Named object pointing items
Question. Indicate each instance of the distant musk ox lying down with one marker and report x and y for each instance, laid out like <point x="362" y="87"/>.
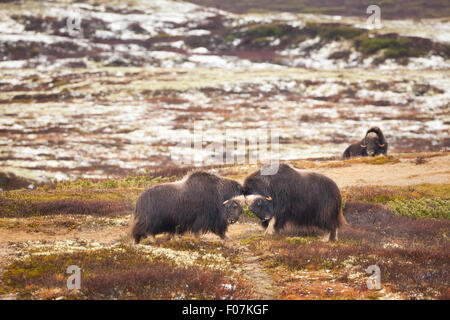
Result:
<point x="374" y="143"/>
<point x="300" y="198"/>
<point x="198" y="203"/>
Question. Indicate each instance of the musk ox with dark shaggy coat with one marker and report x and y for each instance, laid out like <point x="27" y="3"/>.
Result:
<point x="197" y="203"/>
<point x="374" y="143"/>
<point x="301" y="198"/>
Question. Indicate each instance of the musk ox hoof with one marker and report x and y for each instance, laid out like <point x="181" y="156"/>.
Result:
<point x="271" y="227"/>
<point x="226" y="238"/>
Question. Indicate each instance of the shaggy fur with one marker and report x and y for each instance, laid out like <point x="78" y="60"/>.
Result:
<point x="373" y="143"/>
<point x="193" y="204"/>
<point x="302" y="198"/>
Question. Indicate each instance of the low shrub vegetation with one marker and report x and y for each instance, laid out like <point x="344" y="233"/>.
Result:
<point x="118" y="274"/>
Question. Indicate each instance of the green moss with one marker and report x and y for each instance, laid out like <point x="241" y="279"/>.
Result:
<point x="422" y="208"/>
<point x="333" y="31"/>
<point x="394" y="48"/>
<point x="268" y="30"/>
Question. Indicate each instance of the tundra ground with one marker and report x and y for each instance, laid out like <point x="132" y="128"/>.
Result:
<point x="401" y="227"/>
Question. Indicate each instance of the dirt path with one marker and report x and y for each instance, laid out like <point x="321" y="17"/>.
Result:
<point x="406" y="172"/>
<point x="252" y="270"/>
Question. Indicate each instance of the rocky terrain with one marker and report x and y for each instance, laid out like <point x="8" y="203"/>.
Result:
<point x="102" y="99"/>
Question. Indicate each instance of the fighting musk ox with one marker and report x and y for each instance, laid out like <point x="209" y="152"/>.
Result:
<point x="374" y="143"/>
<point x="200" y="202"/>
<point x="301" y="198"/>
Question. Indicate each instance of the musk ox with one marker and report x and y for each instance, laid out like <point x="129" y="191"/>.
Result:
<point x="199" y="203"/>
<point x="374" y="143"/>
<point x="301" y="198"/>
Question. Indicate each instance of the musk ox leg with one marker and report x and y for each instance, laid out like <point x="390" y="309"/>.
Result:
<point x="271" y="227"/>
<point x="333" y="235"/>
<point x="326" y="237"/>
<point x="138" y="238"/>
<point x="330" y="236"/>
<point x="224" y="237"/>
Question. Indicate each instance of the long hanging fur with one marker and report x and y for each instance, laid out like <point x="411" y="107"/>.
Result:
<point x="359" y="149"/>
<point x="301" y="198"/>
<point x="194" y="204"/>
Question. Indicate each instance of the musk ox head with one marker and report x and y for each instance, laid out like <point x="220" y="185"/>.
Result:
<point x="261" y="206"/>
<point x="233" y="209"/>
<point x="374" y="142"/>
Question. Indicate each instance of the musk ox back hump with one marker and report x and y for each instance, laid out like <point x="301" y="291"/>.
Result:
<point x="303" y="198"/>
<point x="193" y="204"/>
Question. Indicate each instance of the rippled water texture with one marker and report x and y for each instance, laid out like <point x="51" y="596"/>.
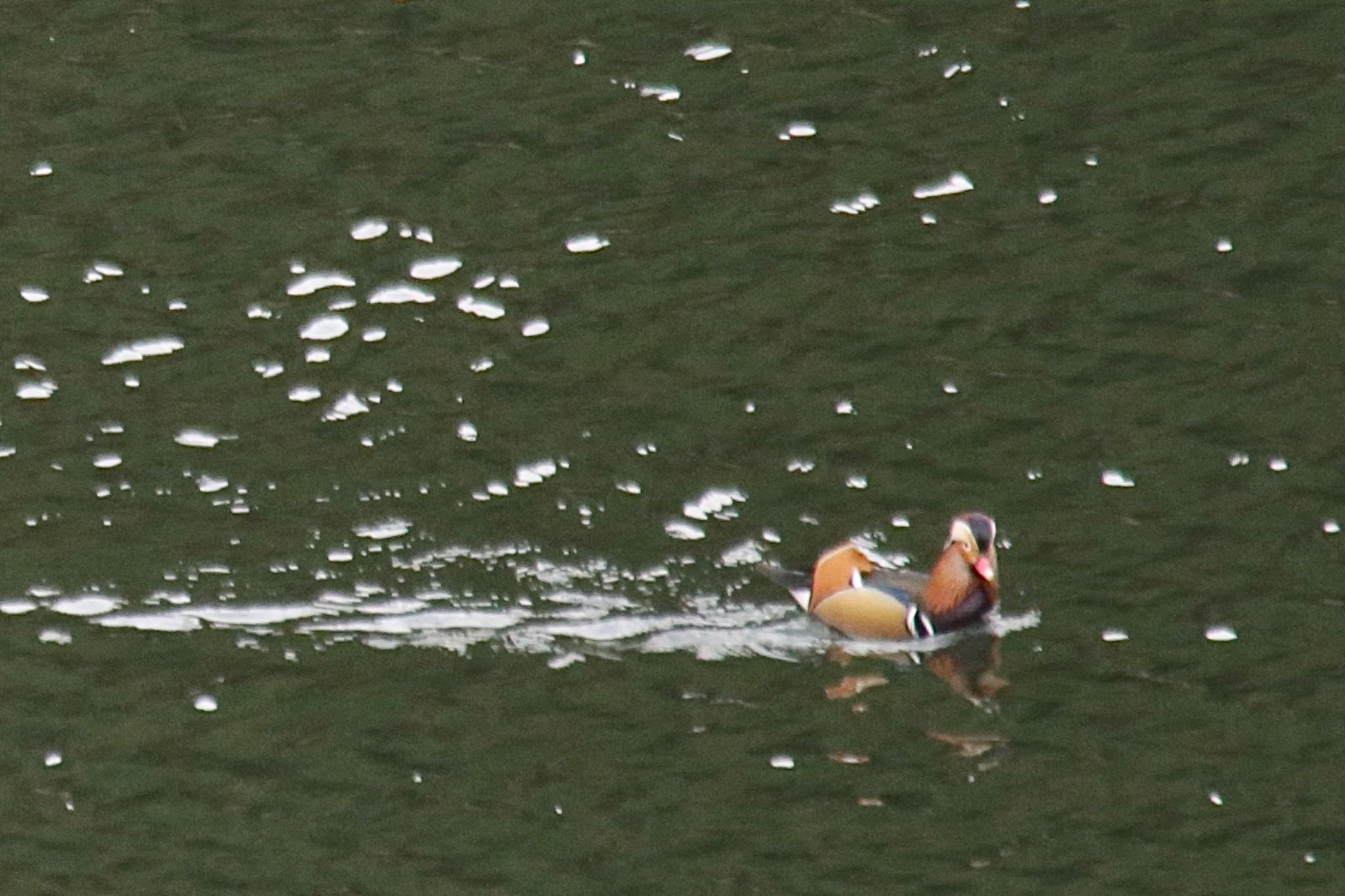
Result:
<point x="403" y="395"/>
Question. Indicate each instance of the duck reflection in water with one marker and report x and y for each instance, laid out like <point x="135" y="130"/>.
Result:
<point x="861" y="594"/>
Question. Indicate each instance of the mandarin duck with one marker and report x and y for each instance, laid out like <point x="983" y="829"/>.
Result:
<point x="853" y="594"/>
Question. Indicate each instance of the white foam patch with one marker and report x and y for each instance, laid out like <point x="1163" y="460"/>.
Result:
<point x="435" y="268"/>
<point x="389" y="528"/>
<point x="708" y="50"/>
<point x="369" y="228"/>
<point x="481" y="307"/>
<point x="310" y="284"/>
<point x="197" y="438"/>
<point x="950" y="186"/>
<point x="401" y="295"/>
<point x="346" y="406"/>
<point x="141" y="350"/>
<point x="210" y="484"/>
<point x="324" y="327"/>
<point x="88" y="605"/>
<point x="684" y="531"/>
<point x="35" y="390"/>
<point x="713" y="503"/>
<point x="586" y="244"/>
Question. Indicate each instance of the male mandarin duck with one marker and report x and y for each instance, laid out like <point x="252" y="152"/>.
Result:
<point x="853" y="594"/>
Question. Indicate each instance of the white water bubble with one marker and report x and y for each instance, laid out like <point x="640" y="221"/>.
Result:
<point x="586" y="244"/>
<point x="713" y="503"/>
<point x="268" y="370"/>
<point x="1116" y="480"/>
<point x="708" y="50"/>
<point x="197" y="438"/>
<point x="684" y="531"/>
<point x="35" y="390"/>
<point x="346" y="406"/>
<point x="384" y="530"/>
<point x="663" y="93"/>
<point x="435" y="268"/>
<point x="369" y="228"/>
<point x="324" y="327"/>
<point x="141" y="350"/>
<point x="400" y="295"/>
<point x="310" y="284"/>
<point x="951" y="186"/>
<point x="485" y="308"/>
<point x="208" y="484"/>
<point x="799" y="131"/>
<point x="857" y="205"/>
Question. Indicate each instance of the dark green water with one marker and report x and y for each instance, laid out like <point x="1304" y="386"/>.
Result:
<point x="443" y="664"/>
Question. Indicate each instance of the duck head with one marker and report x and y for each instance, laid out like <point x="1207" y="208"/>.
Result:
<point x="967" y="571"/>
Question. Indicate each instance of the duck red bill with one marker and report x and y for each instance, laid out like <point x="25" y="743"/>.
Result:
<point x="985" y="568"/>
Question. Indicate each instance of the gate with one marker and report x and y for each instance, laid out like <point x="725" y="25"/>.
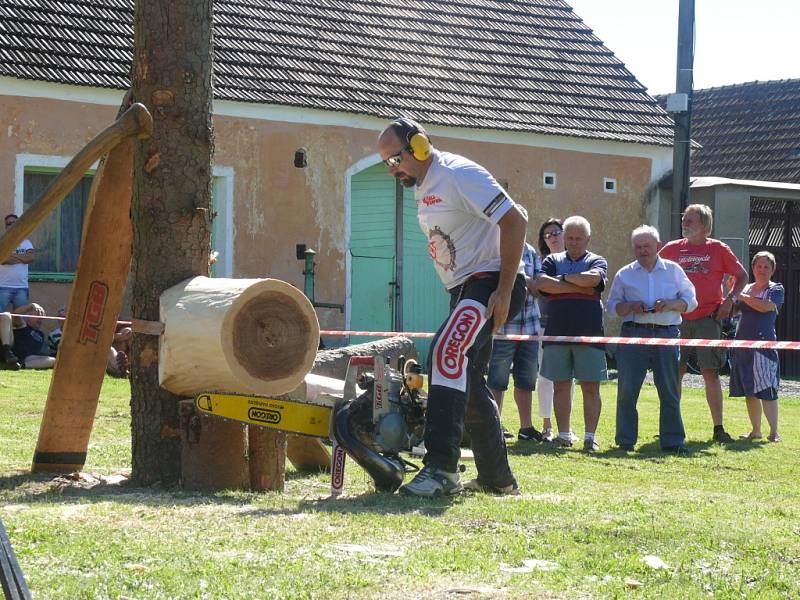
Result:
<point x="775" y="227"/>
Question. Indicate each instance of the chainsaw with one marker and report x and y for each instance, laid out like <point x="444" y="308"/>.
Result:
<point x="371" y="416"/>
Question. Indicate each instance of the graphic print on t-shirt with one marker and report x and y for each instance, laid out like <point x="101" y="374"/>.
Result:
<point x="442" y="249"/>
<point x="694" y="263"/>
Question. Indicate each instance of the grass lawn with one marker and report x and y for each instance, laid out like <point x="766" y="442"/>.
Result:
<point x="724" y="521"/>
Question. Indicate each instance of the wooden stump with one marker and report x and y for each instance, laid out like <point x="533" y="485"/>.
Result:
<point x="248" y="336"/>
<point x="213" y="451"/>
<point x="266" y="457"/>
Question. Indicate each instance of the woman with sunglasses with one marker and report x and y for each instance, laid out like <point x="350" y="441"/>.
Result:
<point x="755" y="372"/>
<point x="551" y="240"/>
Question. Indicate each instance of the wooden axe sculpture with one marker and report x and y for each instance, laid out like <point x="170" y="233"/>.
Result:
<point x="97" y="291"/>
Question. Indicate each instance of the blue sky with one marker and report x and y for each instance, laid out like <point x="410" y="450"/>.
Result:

> Stated problem:
Turn every line of the items above into a JSON list of strings, one string per line, skipping blank lines and omitting the picture markers.

> Expected output:
[
  "Question. Indicate each instance of the distant musk ox lying down with one marker and report x and y for each instance, laid out like <point x=\"362\" y=\"87\"/>.",
  "Result:",
  "<point x=\"374\" y=\"143\"/>",
  "<point x=\"300\" y=\"198\"/>",
  "<point x=\"198\" y=\"203\"/>",
  "Question. Indicate each instance of the musk ox with dark shaggy coat with one marker and report x and y for each instance, laid out like <point x=\"27\" y=\"3\"/>.",
  "Result:",
  "<point x=\"197\" y=\"203\"/>",
  "<point x=\"374\" y=\"143\"/>",
  "<point x=\"301\" y=\"198\"/>",
  "Question. Indicate each instance of the musk ox hoof with one marker and report x and y for each instance, laid out like <point x=\"181\" y=\"156\"/>.",
  "Result:",
  "<point x=\"271\" y=\"227\"/>",
  "<point x=\"226\" y=\"238\"/>",
  "Question. Indicate each instance of the shaggy fur with one marker and report x and y for each instance, laid out like <point x=\"78\" y=\"60\"/>.",
  "Result:",
  "<point x=\"373\" y=\"143\"/>",
  "<point x=\"193\" y=\"204\"/>",
  "<point x=\"302\" y=\"198\"/>",
  "Question. Indicate each instance of the low shrub vegetation with one marker and report x and y for each instance, laid out like <point x=\"344\" y=\"233\"/>.",
  "Result:",
  "<point x=\"118\" y=\"274\"/>",
  "Question. Indicate each instance of the green moss with one marker and report x and y for each instance, laid out like <point x=\"241\" y=\"279\"/>.",
  "Result:",
  "<point x=\"422\" y=\"208\"/>",
  "<point x=\"333\" y=\"31\"/>",
  "<point x=\"394\" y=\"48\"/>",
  "<point x=\"268\" y=\"30\"/>",
  "Question. Indicate each instance of the tundra ground with one marker and report x and y for each instance, laid out like <point x=\"132\" y=\"128\"/>.",
  "Result:",
  "<point x=\"401\" y=\"227\"/>",
  "Question. Indicate each instance of the dirt path with one marker and report x and y for each instance, laid out like <point x=\"321\" y=\"17\"/>.",
  "Result:",
  "<point x=\"406\" y=\"172\"/>",
  "<point x=\"252\" y=\"270\"/>",
  "Question. Indicate each instance of the rocky terrain with one marker and report x and y for each instance, laid out like <point x=\"8\" y=\"203\"/>.",
  "Result:",
  "<point x=\"102\" y=\"99\"/>",
  "Question. Indicate each instance of the fighting musk ox with one marker and report x and y for each instance, laid out like <point x=\"209\" y=\"152\"/>.",
  "Result:",
  "<point x=\"374\" y=\"143\"/>",
  "<point x=\"200\" y=\"202\"/>",
  "<point x=\"301\" y=\"198\"/>",
  "Question. Indicate each instance of the musk ox with one marker and report x and y for each instance, laid out like <point x=\"129\" y=\"191\"/>.",
  "Result:",
  "<point x=\"199\" y=\"203\"/>",
  "<point x=\"374\" y=\"143\"/>",
  "<point x=\"301\" y=\"198\"/>",
  "Question. Indicate each instance of the musk ox leg with one marker and report x and y for each instance, laid out like <point x=\"390\" y=\"309\"/>.",
  "Result:",
  "<point x=\"271\" y=\"227\"/>",
  "<point x=\"333\" y=\"235\"/>",
  "<point x=\"326\" y=\"237\"/>",
  "<point x=\"138\" y=\"238\"/>",
  "<point x=\"330\" y=\"236\"/>",
  "<point x=\"224\" y=\"237\"/>",
  "Question. Indicate each instance of the long hanging fur with one marker and report x and y for each instance, laid out like <point x=\"411\" y=\"107\"/>.",
  "Result:",
  "<point x=\"359\" y=\"149\"/>",
  "<point x=\"301\" y=\"198\"/>",
  "<point x=\"194\" y=\"204\"/>",
  "Question. Indicate each instance of the musk ox head with one marker and report x and y for each instance, laid out like <point x=\"220\" y=\"185\"/>.",
  "Result:",
  "<point x=\"261\" y=\"206\"/>",
  "<point x=\"233\" y=\"209\"/>",
  "<point x=\"374\" y=\"142\"/>",
  "Question. Indicate each instance of the musk ox back hump with one marker and report x and y for each instance, laid out like <point x=\"301\" y=\"291\"/>.",
  "Result:",
  "<point x=\"303\" y=\"198\"/>",
  "<point x=\"193\" y=\"204\"/>",
  "Question. Indicate each instance of the rippled water texture with one marker and report x and y for each instance, laid out like <point x=\"51\" y=\"596\"/>.",
  "Result:",
  "<point x=\"403\" y=\"395\"/>",
  "Question. Indicate each instance of the duck reflection in water with one marker and report x and y for each instance, laid out like <point x=\"135\" y=\"130\"/>.",
  "Result:",
  "<point x=\"861\" y=\"594\"/>",
  "Question. Indicate each instance of the mandarin duck with one marker and report x and y for each instance, laid out like <point x=\"983\" y=\"829\"/>.",
  "Result:",
  "<point x=\"853\" y=\"594\"/>",
  "Question. Indicate each instance of the white foam patch with one marker and report x and y for each instance, laid out like <point x=\"1163\" y=\"460\"/>.",
  "Result:",
  "<point x=\"435\" y=\"268\"/>",
  "<point x=\"389\" y=\"528\"/>",
  "<point x=\"708\" y=\"50\"/>",
  "<point x=\"369\" y=\"228\"/>",
  "<point x=\"481\" y=\"307\"/>",
  "<point x=\"310\" y=\"284\"/>",
  "<point x=\"197\" y=\"438\"/>",
  "<point x=\"950\" y=\"186\"/>",
  "<point x=\"401\" y=\"295\"/>",
  "<point x=\"346\" y=\"406\"/>",
  "<point x=\"141\" y=\"350\"/>",
  "<point x=\"210\" y=\"484\"/>",
  "<point x=\"324\" y=\"327\"/>",
  "<point x=\"88\" y=\"605\"/>",
  "<point x=\"684\" y=\"531\"/>",
  "<point x=\"35\" y=\"390\"/>",
  "<point x=\"713\" y=\"503\"/>",
  "<point x=\"586\" y=\"244\"/>",
  "Question. Indicate each instance of the male mandarin duck with one marker and report x and y for each instance, laid out like <point x=\"252\" y=\"152\"/>.",
  "Result:",
  "<point x=\"853\" y=\"594\"/>",
  "Question. Indicate each instance of the white water bubble with one marker and report x and y for each instance, laid out like <point x=\"640\" y=\"221\"/>.",
  "Result:",
  "<point x=\"586\" y=\"244\"/>",
  "<point x=\"713\" y=\"503\"/>",
  "<point x=\"268\" y=\"370\"/>",
  "<point x=\"1116\" y=\"480\"/>",
  "<point x=\"708\" y=\"50\"/>",
  "<point x=\"197\" y=\"438\"/>",
  "<point x=\"684\" y=\"531\"/>",
  "<point x=\"35\" y=\"390\"/>",
  "<point x=\"346\" y=\"406\"/>",
  "<point x=\"384\" y=\"530\"/>",
  "<point x=\"663\" y=\"93\"/>",
  "<point x=\"435\" y=\"268\"/>",
  "<point x=\"369\" y=\"228\"/>",
  "<point x=\"324\" y=\"327\"/>",
  "<point x=\"141\" y=\"350\"/>",
  "<point x=\"400\" y=\"295\"/>",
  "<point x=\"310\" y=\"284\"/>",
  "<point x=\"951\" y=\"186\"/>",
  "<point x=\"485\" y=\"308\"/>",
  "<point x=\"208\" y=\"484\"/>",
  "<point x=\"799\" y=\"131\"/>",
  "<point x=\"857\" y=\"205\"/>",
  "Question. Indicate each instance of the dark green water with one marker and report x and y for each instance, laid out like <point x=\"1304\" y=\"386\"/>.",
  "Result:",
  "<point x=\"443\" y=\"664\"/>",
  "Question. Indicate each instance of the duck head with one marker and report x and y for each instance, laid out like <point x=\"1207\" y=\"208\"/>.",
  "Result:",
  "<point x=\"967\" y=\"571\"/>",
  "Question. Indicate each instance of the duck red bill with one marker and report x and y for each instance, laid out like <point x=\"25\" y=\"743\"/>.",
  "Result:",
  "<point x=\"985\" y=\"568\"/>",
  "Question. Indicate each instance of the gate with one marker and report x and y for each instance, laid out like <point x=\"725\" y=\"25\"/>.",
  "Result:",
  "<point x=\"775\" y=\"227\"/>",
  "Question. Indicate each instance of the chainsaw with one marker and report x and y for each instance, laid out like <point x=\"444\" y=\"308\"/>.",
  "Result:",
  "<point x=\"371\" y=\"416\"/>",
  "Question. Indicate each instance of the graphic print on t-shirt with one marker and report x and y for each instance, laid out like <point x=\"101\" y=\"374\"/>.",
  "Result:",
  "<point x=\"442\" y=\"249\"/>",
  "<point x=\"694\" y=\"263\"/>",
  "Question. Indicate each instance of the grass lawn with one marker and report x and y for each instance, laid out like <point x=\"766\" y=\"442\"/>.",
  "Result:",
  "<point x=\"724\" y=\"521\"/>",
  "Question. Indicate each instance of the wooden stump with one marker and report x and y for each instance, laid out like <point x=\"533\" y=\"485\"/>.",
  "Result:",
  "<point x=\"248\" y=\"336\"/>",
  "<point x=\"213\" y=\"451\"/>",
  "<point x=\"266\" y=\"457\"/>",
  "Question. Indicate each instance of the woman with sunglasses with one marker and report x and y for each instance, laid out like <point x=\"350\" y=\"441\"/>.",
  "Result:",
  "<point x=\"755\" y=\"372\"/>",
  "<point x=\"551\" y=\"240\"/>",
  "Question. Indicate each instance of the wooden axe sculpture with one marker and report x and y for each instance, laid out like <point x=\"170\" y=\"233\"/>.",
  "Result:",
  "<point x=\"97\" y=\"291\"/>",
  "Question. Indicate each instance of the blue sky with one marker and report x and y for each instance, laid out like <point x=\"410\" y=\"450\"/>.",
  "Result:"
]